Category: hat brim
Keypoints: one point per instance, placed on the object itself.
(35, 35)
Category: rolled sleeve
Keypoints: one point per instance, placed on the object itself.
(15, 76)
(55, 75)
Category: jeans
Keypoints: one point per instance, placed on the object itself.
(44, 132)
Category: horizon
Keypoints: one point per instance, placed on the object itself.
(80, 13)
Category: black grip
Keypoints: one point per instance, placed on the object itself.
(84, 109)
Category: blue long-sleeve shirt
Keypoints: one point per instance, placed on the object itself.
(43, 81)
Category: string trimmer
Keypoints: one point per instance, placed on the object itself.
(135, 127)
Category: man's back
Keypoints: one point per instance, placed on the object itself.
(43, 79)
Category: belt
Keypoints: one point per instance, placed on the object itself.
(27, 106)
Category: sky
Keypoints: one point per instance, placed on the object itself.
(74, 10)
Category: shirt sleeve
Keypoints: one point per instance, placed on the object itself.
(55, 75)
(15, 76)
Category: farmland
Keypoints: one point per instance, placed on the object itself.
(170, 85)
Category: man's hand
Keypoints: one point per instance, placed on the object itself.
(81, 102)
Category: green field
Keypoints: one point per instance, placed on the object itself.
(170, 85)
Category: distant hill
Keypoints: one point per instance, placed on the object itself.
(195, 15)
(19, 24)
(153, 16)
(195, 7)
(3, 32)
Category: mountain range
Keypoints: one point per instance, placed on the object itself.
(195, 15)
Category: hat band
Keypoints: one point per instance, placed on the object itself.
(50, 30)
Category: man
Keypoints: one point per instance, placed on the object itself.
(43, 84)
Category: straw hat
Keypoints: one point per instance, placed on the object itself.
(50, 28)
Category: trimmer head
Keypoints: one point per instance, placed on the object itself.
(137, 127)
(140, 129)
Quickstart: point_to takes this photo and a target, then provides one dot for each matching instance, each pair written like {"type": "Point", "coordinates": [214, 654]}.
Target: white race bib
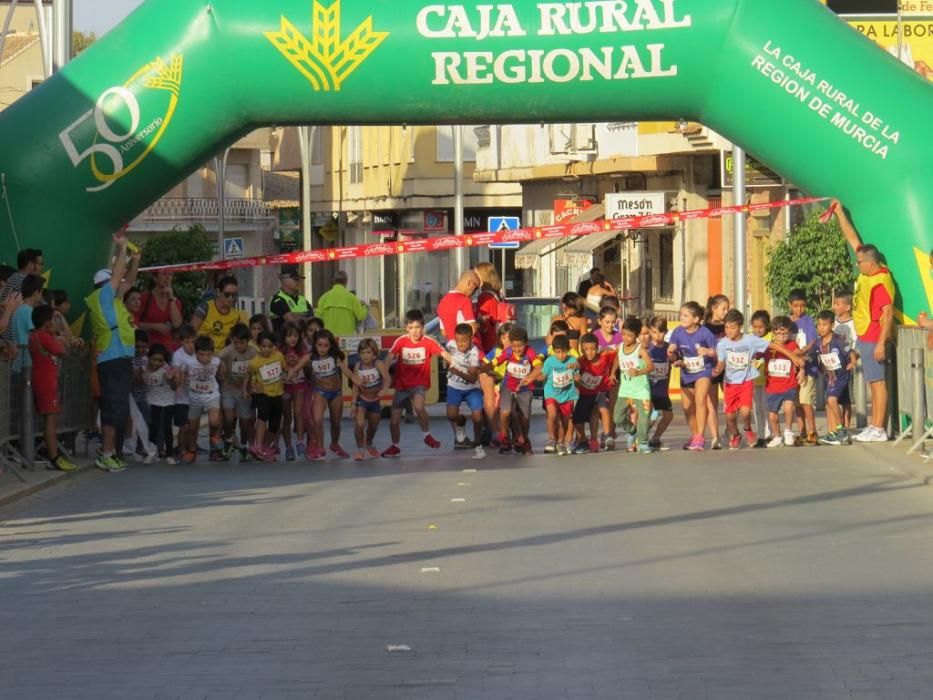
{"type": "Point", "coordinates": [737, 360]}
{"type": "Point", "coordinates": [780, 368]}
{"type": "Point", "coordinates": [831, 361]}
{"type": "Point", "coordinates": [562, 380]}
{"type": "Point", "coordinates": [271, 373]}
{"type": "Point", "coordinates": [694, 364]}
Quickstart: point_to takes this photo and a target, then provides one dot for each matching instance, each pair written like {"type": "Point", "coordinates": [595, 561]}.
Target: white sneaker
{"type": "Point", "coordinates": [872, 434]}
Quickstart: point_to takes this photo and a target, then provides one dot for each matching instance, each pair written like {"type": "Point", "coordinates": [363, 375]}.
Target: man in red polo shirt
{"type": "Point", "coordinates": [456, 306]}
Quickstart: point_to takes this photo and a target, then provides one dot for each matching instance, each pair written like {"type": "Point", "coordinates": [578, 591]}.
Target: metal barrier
{"type": "Point", "coordinates": [16, 405]}
{"type": "Point", "coordinates": [914, 386]}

++++

◆ Task details
Output exactly the lines of the material above from the one containing "Category: blue long-sleeve shirt" up to and including the one containing "Category: green field".

◆ Solution to this exercise
Category: blue long-sleeve shirt
Keypoints: one point per instance, placed on the object itself.
(43, 81)
Category: string trimmer
Keypoints: one point per instance, placed on the object itself.
(135, 127)
Category: man's back
Keypoints: one point per instance, placed on the object itself.
(43, 79)
Category: belt
Keypoints: one point per instance, placed on the object itself.
(27, 106)
Category: sky
Keypoints: one point per instance, placed on the object itself.
(74, 10)
Category: shirt sleeve
Keypoints: one point per instance, placed on the object itself.
(55, 75)
(15, 76)
Category: farmland
Keypoints: one point per instance, placed on the object itself.
(170, 85)
Category: man's hand
Keypoints: one point per instance, placed on the object itself.
(81, 102)
Category: green field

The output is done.